— Document passage —
· · · · ·
A study by Almeida et al. (2007) reported a strong correlation between depression and high homocysteine values. Several risk factors for cardiovascular disease have also been associated with depression in older people: diabetes and insulin resistance, smoking abnormal lipid profile, and high plasma homocysteine. The association between depression and high total plasma homocysteine may be a consequence if the direct cardiovascular and neurotoxic effects of homocysteine as well as an indirect result of dysfunction of the methionine metabolism loop. Methionine is the precursor of S-adenosylmethionine, which is the methyl group donor for the synthesis and metabolism of several monoamines such as serotonin, dopamine, and noradrenaline. These metabolites play an important role in the pathogenesis of depression. Because homocysteine values are often elevated in elderly people, the PAF ratio (fraction of population to risk factor) was higher for homocysteine in relation to depression than other risk factors when associated with depression. This could be related to the hypothesis that the reduction of high homocysteine values reduces the prevalence of depression in elderly men .
When checking the relationship of cortisol and psychometric tools, we found that uncontrolled diabetic patients with high cortisol values score lower on the extraversion subscale of the EPQ scale. This is contrary to the study of Le Blanc and Ducharme which, in a study of 20 people, found that cortisol correlated positively with extraversion .
In addition, controlled diabetic patients with higher cortisol values have lower scores on the external hostility subscale of the HDHQ scale.
Pope and Smith (1991) studied hostility in 39 men, taking cortisol levels into account, based on the original hypothesis that cortisol is not an adrenal hormone that determines the physiological activity and stress but may be associated with atherosclerotic damage. The results showed that high levels of cortisol are associated with increased levels of hostility .
· · · · ·
— Given information —

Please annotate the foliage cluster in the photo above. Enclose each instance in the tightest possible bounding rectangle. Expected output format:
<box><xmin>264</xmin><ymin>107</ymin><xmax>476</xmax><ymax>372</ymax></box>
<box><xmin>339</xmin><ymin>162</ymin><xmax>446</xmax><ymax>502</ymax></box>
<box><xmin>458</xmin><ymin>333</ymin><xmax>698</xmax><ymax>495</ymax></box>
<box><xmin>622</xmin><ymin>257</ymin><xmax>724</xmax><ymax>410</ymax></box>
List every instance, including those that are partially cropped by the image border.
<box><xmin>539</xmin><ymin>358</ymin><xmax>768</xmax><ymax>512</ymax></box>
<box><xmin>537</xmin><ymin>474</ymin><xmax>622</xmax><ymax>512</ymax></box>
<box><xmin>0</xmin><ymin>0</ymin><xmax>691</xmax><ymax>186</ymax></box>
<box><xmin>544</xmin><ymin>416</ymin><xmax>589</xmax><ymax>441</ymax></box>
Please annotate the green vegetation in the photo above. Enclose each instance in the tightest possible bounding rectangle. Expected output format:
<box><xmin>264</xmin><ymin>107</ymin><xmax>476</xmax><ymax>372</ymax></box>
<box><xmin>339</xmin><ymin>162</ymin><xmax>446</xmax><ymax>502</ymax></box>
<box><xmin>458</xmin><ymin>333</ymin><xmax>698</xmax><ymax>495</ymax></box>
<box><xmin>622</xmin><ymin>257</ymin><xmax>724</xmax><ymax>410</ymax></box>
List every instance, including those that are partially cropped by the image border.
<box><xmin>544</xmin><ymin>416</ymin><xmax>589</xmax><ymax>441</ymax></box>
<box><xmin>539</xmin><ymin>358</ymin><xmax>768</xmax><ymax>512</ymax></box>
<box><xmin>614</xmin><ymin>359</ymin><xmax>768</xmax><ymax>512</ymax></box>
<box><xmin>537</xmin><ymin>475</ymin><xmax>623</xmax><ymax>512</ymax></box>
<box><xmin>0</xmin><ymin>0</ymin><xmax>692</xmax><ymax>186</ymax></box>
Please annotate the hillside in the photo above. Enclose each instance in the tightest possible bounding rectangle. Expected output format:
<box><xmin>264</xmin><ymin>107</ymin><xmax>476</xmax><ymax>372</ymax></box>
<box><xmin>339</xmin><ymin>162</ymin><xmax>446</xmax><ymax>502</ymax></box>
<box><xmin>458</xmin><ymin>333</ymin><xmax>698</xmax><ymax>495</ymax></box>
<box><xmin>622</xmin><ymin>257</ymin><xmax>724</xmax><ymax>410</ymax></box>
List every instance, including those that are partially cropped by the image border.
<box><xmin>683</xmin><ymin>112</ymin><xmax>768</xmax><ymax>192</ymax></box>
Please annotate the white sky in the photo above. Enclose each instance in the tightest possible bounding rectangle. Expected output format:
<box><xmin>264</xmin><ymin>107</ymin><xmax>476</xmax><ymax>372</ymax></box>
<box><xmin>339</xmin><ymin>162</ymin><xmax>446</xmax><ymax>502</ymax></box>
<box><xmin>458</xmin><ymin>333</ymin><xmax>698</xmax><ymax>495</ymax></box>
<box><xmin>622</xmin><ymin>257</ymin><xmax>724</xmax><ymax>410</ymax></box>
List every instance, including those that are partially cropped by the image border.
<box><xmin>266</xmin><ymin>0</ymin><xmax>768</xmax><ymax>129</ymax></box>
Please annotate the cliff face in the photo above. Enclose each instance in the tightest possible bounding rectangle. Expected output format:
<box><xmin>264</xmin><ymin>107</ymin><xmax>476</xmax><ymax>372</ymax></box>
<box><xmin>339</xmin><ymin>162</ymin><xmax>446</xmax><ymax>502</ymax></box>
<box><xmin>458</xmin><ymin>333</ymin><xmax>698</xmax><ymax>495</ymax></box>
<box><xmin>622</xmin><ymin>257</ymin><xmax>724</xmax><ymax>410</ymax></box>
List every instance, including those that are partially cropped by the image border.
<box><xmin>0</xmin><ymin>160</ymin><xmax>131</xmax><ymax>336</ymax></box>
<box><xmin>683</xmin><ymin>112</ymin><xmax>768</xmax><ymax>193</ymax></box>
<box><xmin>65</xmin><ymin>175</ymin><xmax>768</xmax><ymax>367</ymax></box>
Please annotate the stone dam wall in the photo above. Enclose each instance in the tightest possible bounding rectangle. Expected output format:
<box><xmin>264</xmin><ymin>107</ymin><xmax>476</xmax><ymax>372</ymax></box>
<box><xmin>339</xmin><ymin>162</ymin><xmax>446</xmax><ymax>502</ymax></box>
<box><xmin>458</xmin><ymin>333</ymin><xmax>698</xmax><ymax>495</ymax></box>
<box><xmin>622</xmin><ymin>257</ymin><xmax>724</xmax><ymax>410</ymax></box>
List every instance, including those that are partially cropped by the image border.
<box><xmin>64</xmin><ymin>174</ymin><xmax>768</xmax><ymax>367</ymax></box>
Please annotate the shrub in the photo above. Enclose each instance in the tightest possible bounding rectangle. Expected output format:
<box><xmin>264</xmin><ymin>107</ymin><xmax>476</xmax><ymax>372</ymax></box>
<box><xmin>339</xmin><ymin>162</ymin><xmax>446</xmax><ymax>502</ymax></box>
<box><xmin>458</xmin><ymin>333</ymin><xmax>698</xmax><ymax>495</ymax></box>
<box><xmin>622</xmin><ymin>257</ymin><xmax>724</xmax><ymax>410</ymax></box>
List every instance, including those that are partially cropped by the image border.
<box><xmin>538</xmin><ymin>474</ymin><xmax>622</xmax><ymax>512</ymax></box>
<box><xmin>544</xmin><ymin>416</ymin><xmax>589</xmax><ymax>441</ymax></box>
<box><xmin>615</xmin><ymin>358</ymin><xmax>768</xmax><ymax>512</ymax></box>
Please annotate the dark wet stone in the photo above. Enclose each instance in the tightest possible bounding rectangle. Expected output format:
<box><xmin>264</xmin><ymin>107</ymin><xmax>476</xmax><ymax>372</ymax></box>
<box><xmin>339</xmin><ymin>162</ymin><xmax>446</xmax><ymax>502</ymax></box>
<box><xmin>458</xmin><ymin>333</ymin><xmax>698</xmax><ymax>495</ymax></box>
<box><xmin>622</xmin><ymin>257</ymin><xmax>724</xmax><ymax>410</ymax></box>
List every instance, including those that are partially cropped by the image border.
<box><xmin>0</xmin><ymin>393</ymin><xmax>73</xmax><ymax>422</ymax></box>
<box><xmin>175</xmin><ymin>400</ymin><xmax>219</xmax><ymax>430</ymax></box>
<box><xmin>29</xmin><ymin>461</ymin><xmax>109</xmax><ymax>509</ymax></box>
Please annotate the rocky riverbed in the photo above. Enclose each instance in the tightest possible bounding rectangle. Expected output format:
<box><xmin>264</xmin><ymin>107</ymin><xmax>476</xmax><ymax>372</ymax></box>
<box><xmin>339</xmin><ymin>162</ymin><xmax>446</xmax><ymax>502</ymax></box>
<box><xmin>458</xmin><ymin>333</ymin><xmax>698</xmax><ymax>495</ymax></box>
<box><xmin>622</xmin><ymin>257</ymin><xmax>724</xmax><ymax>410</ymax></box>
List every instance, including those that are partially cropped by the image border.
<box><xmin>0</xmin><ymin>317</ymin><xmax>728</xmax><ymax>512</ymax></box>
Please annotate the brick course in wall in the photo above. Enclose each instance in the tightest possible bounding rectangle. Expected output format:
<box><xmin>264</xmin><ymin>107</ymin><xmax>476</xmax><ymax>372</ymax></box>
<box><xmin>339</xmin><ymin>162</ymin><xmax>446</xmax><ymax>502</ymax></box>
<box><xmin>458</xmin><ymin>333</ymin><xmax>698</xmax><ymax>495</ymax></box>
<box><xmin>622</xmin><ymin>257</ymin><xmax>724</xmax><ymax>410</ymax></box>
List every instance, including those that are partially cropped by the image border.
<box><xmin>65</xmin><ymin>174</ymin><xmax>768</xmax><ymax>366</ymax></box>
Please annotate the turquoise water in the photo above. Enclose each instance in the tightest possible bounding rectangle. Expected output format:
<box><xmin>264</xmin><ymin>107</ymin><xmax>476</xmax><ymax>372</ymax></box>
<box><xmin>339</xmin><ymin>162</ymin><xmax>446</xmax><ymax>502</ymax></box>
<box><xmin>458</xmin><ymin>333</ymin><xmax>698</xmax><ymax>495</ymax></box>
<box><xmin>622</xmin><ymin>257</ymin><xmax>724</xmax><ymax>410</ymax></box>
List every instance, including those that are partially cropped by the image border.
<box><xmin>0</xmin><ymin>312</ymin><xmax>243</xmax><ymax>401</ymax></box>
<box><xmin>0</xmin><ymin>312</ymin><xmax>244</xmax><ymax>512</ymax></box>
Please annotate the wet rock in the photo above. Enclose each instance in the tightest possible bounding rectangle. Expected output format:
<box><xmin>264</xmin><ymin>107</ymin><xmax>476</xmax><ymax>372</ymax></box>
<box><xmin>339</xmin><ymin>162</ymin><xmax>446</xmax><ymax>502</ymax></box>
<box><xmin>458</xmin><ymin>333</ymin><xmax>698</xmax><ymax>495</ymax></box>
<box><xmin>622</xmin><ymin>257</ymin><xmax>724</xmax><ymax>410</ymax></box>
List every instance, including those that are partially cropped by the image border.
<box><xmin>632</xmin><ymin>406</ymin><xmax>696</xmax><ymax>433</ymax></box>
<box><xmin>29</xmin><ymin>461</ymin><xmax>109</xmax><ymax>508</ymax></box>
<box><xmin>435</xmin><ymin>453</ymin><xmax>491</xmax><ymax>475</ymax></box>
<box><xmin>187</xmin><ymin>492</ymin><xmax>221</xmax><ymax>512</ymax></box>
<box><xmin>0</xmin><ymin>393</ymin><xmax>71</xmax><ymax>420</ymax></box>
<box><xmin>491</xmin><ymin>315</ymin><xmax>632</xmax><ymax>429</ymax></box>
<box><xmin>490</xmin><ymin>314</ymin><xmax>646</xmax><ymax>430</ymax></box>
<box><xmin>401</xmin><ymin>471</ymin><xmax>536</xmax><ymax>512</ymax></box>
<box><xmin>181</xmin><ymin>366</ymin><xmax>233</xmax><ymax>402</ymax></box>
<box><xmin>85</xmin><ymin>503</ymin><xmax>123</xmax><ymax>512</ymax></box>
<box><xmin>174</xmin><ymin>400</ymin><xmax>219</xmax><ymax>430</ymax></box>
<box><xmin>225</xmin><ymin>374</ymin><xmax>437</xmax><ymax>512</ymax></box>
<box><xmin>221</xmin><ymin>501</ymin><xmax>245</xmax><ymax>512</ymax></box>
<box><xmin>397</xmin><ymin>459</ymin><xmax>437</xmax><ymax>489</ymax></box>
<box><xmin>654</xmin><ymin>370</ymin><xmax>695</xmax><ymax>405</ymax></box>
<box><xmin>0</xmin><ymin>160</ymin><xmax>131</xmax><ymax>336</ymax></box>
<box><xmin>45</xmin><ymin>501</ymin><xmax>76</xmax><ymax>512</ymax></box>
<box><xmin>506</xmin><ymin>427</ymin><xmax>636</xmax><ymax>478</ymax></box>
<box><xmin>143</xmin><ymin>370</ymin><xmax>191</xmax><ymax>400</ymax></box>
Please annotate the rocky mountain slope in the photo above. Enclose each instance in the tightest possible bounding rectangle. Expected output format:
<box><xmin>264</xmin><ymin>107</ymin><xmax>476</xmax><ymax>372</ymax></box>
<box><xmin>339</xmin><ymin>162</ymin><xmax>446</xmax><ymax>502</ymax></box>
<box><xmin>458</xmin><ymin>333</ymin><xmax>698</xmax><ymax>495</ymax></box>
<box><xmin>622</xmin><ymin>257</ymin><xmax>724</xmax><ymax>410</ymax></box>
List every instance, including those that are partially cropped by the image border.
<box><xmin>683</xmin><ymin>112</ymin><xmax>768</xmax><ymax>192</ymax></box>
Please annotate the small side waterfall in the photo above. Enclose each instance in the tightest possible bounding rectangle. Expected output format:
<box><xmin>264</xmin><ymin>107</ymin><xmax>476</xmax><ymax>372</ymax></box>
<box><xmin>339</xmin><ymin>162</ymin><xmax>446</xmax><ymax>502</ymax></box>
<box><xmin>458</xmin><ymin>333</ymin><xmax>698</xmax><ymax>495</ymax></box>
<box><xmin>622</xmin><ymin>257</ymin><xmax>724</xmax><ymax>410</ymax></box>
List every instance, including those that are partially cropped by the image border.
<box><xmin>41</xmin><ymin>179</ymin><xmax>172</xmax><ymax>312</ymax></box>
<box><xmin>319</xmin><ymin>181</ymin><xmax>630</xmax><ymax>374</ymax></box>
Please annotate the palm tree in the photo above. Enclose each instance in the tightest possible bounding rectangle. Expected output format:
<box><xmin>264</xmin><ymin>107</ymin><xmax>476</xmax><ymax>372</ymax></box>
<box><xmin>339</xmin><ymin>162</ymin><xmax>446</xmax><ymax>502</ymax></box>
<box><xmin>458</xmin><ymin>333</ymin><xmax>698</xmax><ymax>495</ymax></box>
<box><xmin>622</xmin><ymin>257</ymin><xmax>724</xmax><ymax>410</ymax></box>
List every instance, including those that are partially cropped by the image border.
· · · · ·
— Exercise instructions —
(a) In the passage on homocysteine, cortisol and depression, which subscale of which scale did uncontrolled diabetic patients with high cortisol values score lower on?
(b) Carry on the passage on homocysteine, cortisol and depression, starting after its last sentence.

— Answers for the exercise —
(a) The extraversion subscale of the EPQ scale.

(b)
Cortisol in controlled diabetic patients is increased when patients experience intense phobic anxiety in the scale of the SCL-90. Cortisol is a glucocorticoid produced by the zona fasciculata of the adrenal cortex and, like other hormones of the adrenal cortex, is a derivative of cholesterol. Stress, either psychological or due to other reasons (trauma, surgery, injection, anaesthesia, and hypoglycaemia), and depression stimulate the releasing hormone of the adrenal cortex of hypothalamic CRH in the brain that leads to the production of ACTH by the pituitary gland, which acts on the adrenal glands by stimulating the production of hormones, which include cortisol, by the adrenal cortex .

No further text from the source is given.